▸ **Work instruction**
Here the requirement is to repeat every record exactly, in full.
BEGIN
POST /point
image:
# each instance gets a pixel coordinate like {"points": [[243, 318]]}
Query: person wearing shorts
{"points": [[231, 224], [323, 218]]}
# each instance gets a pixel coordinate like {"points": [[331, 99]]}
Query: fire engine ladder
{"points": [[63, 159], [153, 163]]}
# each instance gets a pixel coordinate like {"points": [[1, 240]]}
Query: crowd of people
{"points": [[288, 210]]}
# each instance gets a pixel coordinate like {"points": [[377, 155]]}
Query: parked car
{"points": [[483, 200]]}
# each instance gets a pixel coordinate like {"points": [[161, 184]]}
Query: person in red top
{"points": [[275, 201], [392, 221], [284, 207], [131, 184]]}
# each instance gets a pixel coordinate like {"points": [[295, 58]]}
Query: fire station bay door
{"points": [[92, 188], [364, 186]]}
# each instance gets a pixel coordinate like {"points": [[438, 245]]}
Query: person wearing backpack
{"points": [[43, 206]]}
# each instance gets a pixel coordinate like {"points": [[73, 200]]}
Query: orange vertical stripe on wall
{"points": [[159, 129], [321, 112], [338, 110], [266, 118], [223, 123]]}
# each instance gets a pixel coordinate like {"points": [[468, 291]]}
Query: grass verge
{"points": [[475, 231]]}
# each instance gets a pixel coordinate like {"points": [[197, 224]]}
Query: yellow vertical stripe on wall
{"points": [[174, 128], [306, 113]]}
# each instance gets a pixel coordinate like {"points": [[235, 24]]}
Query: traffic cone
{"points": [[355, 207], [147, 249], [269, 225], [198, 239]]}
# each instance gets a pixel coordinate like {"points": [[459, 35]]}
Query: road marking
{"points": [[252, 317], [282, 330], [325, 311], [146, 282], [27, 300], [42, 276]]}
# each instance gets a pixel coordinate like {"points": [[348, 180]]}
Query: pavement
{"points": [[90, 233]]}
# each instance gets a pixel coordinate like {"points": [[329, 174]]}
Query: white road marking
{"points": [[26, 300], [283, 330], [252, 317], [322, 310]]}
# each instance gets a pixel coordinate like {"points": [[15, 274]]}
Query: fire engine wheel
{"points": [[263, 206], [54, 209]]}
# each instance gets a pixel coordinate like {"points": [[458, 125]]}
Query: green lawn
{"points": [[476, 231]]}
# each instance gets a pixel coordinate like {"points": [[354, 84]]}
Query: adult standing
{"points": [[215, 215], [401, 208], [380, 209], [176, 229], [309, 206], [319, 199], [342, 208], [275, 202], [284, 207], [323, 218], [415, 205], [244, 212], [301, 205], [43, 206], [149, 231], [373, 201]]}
END
▸ **Solution below**
POST /point
image:
# each instance gets a pixel coordinate like {"points": [[243, 318]]}
Query: person wearing shorts
{"points": [[231, 224], [323, 218]]}
# each instance gets a pixel coordinate like {"points": [[331, 99]]}
Query: fire engine ladder
{"points": [[63, 159], [153, 163]]}
# each instance gets a pixel coordinate like {"points": [[1, 240]]}
Query: crowd of people
{"points": [[288, 210]]}
# each instance gets a pixel coordinate like {"points": [[377, 155]]}
Query: parked car
{"points": [[483, 200]]}
# each instance gets a pixel coordinate like {"points": [[161, 184]]}
Query: person in red top
{"points": [[275, 201], [392, 221], [284, 207], [131, 184]]}
# each instance gets a pixel coordinate like {"points": [[295, 58]]}
Query: fire station bay door
{"points": [[92, 188], [364, 186]]}
# each instance gets a pixel coordinate like {"points": [[438, 245]]}
Query: person wearing backpack
{"points": [[43, 206]]}
# each instance gets a pixel coordinate like {"points": [[73, 200]]}
Query: orange vertical stripe on wall
{"points": [[159, 129], [321, 112], [338, 110], [266, 118], [223, 123]]}
# each instance gets a pixel coordinate like {"points": [[468, 291]]}
Query: grass verge
{"points": [[475, 231]]}
# each instance gets a pixel coordinate like {"points": [[197, 224]]}
Query: yellow vertical stripe on wall
{"points": [[174, 128], [306, 113]]}
# each instance gets a pixel coordinate like {"points": [[235, 24]]}
Query: traffic cone
{"points": [[355, 207], [147, 249], [269, 225], [198, 239]]}
# each instance gets a pixel coordinate like {"points": [[459, 35]]}
Query: road marking
{"points": [[252, 317], [282, 330], [325, 311], [146, 282], [27, 300], [42, 276]]}
# each instance gets a pixel coordinate like {"points": [[348, 180]]}
Query: pavement
{"points": [[90, 233]]}
# each instance gets a pixel coordinate like {"points": [[329, 174]]}
Query: white road marking
{"points": [[26, 300], [283, 330], [252, 317], [322, 310]]}
# each instance gets a pixel coordinate like {"points": [[15, 274]]}
Query: fire engine wheel
{"points": [[263, 206], [54, 209]]}
# each instance gets a pixel coordinate like {"points": [[458, 125]]}
Query: green lawn
{"points": [[476, 231]]}
# each instance gets a pixel coordinate like {"points": [[354, 84]]}
Query: adult standing
{"points": [[215, 215], [401, 208], [380, 209], [176, 229], [309, 206], [319, 199], [342, 208], [275, 202], [284, 207], [323, 218], [415, 205], [244, 212], [301, 205], [43, 206], [149, 231], [373, 201]]}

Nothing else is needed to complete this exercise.